-------- Material supplied

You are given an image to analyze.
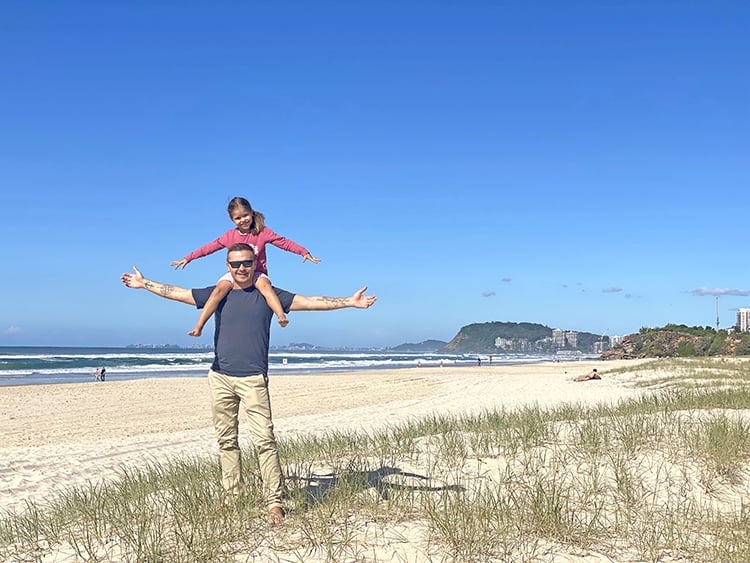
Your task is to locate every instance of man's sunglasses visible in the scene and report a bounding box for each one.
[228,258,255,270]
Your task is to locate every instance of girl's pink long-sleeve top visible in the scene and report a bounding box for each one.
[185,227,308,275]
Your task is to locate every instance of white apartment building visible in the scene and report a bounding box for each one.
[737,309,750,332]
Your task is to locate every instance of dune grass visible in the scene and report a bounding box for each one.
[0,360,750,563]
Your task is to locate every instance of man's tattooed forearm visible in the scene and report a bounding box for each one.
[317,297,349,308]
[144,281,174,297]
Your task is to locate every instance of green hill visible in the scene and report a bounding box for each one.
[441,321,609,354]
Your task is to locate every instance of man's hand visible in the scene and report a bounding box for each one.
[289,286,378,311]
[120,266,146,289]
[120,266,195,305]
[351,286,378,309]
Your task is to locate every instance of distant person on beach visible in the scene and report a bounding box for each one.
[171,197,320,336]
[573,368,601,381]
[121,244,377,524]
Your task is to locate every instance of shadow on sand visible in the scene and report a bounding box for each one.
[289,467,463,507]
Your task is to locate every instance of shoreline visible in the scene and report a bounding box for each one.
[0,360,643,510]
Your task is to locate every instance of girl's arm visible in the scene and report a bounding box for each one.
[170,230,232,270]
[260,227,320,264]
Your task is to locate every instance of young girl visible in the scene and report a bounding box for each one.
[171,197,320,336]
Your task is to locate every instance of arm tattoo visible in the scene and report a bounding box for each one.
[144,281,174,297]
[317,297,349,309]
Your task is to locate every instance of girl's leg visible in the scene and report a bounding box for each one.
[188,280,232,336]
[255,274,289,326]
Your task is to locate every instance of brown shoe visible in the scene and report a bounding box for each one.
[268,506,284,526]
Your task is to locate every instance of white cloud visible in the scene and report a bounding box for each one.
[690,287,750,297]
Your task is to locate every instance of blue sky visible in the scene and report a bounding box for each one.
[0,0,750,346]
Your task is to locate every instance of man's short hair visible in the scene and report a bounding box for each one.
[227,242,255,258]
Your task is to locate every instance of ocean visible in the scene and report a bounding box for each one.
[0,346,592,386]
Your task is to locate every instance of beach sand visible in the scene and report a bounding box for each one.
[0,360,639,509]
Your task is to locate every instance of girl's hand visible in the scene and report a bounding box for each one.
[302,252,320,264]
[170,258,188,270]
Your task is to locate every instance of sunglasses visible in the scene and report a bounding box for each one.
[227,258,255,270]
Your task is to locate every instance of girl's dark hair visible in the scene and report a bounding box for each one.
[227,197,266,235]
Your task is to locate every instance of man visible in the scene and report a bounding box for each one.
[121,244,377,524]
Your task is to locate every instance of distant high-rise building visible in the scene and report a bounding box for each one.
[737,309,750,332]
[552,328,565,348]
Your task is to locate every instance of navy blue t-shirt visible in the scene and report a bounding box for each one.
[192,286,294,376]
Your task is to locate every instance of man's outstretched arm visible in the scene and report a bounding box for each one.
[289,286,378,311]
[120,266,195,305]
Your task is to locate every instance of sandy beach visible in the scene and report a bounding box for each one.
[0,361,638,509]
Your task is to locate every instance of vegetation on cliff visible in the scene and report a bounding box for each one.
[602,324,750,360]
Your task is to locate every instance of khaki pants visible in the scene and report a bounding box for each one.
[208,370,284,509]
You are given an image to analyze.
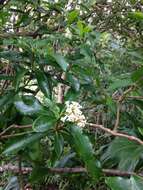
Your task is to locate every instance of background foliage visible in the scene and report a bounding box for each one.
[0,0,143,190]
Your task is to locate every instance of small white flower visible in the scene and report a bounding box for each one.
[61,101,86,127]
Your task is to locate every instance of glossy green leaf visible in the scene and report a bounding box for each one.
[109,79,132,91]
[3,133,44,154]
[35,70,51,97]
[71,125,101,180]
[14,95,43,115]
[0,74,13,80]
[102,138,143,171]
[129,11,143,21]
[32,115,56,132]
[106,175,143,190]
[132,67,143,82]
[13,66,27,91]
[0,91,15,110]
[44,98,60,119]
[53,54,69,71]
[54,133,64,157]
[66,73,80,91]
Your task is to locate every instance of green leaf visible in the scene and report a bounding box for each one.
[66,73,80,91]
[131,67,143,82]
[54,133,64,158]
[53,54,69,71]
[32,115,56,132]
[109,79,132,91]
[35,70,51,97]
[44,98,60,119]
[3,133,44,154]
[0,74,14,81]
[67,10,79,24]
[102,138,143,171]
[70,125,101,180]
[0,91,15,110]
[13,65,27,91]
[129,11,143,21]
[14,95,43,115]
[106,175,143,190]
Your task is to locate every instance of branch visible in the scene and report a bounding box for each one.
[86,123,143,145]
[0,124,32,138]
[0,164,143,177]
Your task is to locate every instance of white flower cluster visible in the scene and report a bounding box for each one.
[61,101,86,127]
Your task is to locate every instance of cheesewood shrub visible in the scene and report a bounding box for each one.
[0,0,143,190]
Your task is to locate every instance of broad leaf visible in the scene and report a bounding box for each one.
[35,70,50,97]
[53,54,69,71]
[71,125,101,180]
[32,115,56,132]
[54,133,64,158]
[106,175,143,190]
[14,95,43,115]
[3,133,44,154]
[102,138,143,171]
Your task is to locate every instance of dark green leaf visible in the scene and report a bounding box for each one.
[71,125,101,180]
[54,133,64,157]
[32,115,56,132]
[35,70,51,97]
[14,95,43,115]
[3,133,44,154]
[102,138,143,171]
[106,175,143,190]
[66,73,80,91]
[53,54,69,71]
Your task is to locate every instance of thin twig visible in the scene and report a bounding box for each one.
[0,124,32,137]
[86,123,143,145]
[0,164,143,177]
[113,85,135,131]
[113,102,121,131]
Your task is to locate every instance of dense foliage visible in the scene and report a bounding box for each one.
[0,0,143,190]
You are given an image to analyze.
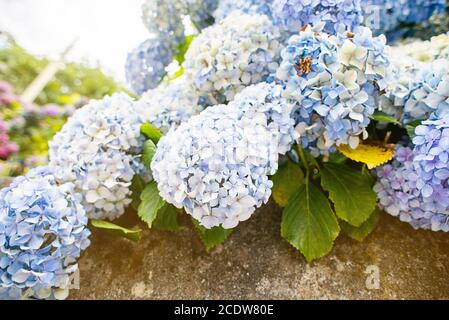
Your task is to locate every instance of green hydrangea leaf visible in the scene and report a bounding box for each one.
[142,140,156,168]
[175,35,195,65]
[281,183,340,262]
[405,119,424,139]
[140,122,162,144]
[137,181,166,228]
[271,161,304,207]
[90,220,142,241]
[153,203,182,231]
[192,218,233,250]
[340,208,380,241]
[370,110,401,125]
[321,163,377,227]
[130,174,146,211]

----------------

** What needs to be done **
Copy the items above word for word, leaving out the pictures.

** Output below **
You are given an image to analyze.
Your task is to locate every instance of man's sunglasses visible in the scene and report a bounding box for each one.
[228,258,255,270]
Your task is to locate every instance of girl's pink long-sleeve top visible in the scene and report a bounding box for each one.
[185,227,308,275]
Your task is to locate every instance of white apartment building visible in the scene and report a bounding box for each one.
[737,309,750,332]
Your task is to locate every instance of dune grass visible in the scene and report a bounding box for each one.
[0,360,750,563]
Your task is to locate every instance of man's tattooed forearm visible in the scene and report a bounding box for each one.
[317,297,349,308]
[144,281,174,297]
Your task is to locate every instance of green hill visible in the scene and report a bounding box for each one.
[441,321,609,354]
Your task is to locate every instance of man's hand visible in the scene and report a bounding box for each one.
[289,286,378,311]
[120,266,146,289]
[120,266,195,305]
[351,286,378,309]
Your task is to locate every instance of distant person on beach visible in the scene and report a bounding box for each one.
[171,197,320,336]
[573,368,601,381]
[121,244,377,524]
Your task is to locate every instance of shadow on sand visible in the scene and report a bounding box for each one.
[289,467,463,507]
Your task is to locate every instance of shoreline visible in the scene and report a bounding box for each one.
[0,360,643,510]
Your task is to locate every instance of girl's arm visible in the scene and report a bounding box for each one.
[170,230,232,270]
[260,227,320,264]
Your task is to locate every instance of young girl visible in the scene and report a bounding box for each one.
[171,197,320,336]
Your task is to locate every instance of arm tattoo visible in the scene and report a bounding box for each one.
[144,281,174,297]
[317,297,349,309]
Your task is to locate every instance of girl's leg visible in the scene and report a bounding box for each one.
[188,280,232,336]
[255,274,289,326]
Your task is to locate every instance of brown shoe visible in the scene and report a bounding box for each one.
[268,506,284,526]
Your task is to locate every instance of white cloud visible in the scene and report a bounding box for each one.
[690,287,750,297]
Your task is to locate every instance of blue sky visible in the scene and report a bounding box for each one.
[0,0,750,346]
Your task is to locate every instance of man's short hair visible in the scene and report a bounding box for each one.
[227,242,255,258]
Your task is to locate every instance of ocean visible in the scene and report a bounding box for each one.
[0,346,592,386]
Your task is to locate every instance of beach sand visible in the scene and report a bounding box for each one.
[0,360,639,509]
Your task is to locate every instance of girl's hand visible in the scene and report a bounding box for each one.
[302,252,320,264]
[170,258,188,270]
Your task is to locate every instance of sunglasses visible in the scene and report a bounding box for each one.
[227,258,255,270]
Your task is to locate every instance of girl's dark hair visible in the scene and report a bounding box for each one.
[227,197,266,235]
Your task is to locate every instance of man visible in the scene and report a bounding box for each one.
[121,244,377,524]
Your task is to locate every instance of distant high-rise building visible in the scene and report a bounding box for each one.
[737,309,750,332]
[552,328,565,348]
Your task is to locate every instance of navy blue t-shirt visible in the scene and report a bounding box for each one.
[192,286,294,376]
Your task is to locate every instance of man's outstretched arm visible in the scene and report a bounding box for each one.
[289,286,378,311]
[120,266,195,305]
Your task is to locate every instance of sandy beach visible in the scene and report a bounding box for each one.
[0,361,638,509]
Your task is to locate every instance of vegetation on cliff visible in the scene and report a bounding box for each one.
[602,324,750,360]
Your task is to locate every instance of khaki pants visible in the scene and report a bounding box for each one.
[208,370,284,509]
You are given an image to analyze.
Your task is to locate every instance of background foliage visible in the scene and report a bounding box for each one.
[0,0,143,190]
Your task is to locate every instance of small white flower visible in the scene and report a bounding box for each one.
[61,101,86,127]
Your task is to locate every instance of glossy green leaf visible in the scene and report a bounding box for each one.
[109,79,132,91]
[3,133,44,154]
[35,70,51,97]
[71,125,101,180]
[14,95,43,115]
[0,74,13,80]
[102,138,143,171]
[129,11,143,21]
[32,115,56,132]
[106,175,143,190]
[132,67,143,82]
[13,66,27,91]
[0,91,15,110]
[44,98,60,119]
[53,54,69,71]
[54,133,64,157]
[66,73,80,91]
Your task is to locate every instance of green leaf visible in the scene and report a bounding box for each one.
[66,73,80,91]
[131,67,143,82]
[54,133,64,158]
[53,54,69,71]
[32,115,56,132]
[109,79,132,91]
[35,70,51,97]
[44,98,60,119]
[3,133,44,154]
[0,74,14,81]
[67,10,79,24]
[102,138,143,171]
[70,125,101,180]
[0,91,15,110]
[13,65,27,91]
[129,11,143,21]
[14,95,43,115]
[106,175,143,190]
Your task is to locate every instance of branch visible in the scene and report a bounding box for each one.
[86,123,143,145]
[0,124,32,138]
[0,164,143,177]
Your task is to locate every instance of white flower cluster visible in the scene and report a bounding box for each one.
[61,101,86,127]
Your task is to locate every instance of cheesewood shrub visible in the scene and report a bounding box for each one.
[0,0,143,190]
Your task is to locate every instance of broad leaf visible in the scene and report a bounding box for each one.
[35,70,50,97]
[53,54,69,71]
[71,125,101,180]
[32,115,56,132]
[54,133,64,158]
[106,175,143,190]
[14,95,43,115]
[3,133,44,154]
[102,138,143,171]
Your task is to locate every instance of dark green leaf visible in the scene and report a bounding box for each one.
[71,125,101,180]
[54,133,64,157]
[32,115,56,132]
[35,70,51,97]
[14,95,43,115]
[3,133,44,154]
[102,138,143,171]
[106,175,143,190]
[66,73,80,91]
[53,54,69,71]
Your task is to locate every instance of thin twig visible in the scene and report a bounding box for each one.
[0,124,32,137]
[86,123,143,145]
[0,164,143,177]
[113,85,135,131]
[113,102,121,131]
Your task is to locate every instance of dense foliage visible in the scene and report a bounding box for each one.
[0,0,143,190]
You are given an image to analyze.
Your task is to locate every instance of green hydrangea leaf visible in the scene and report a bounding box for each one.
[142,140,156,168]
[175,35,195,65]
[281,183,340,262]
[405,119,424,139]
[140,122,162,144]
[137,181,166,228]
[271,161,304,207]
[90,220,142,241]
[153,203,182,231]
[192,218,233,250]
[340,208,380,241]
[370,110,401,125]
[321,163,377,227]
[130,174,146,211]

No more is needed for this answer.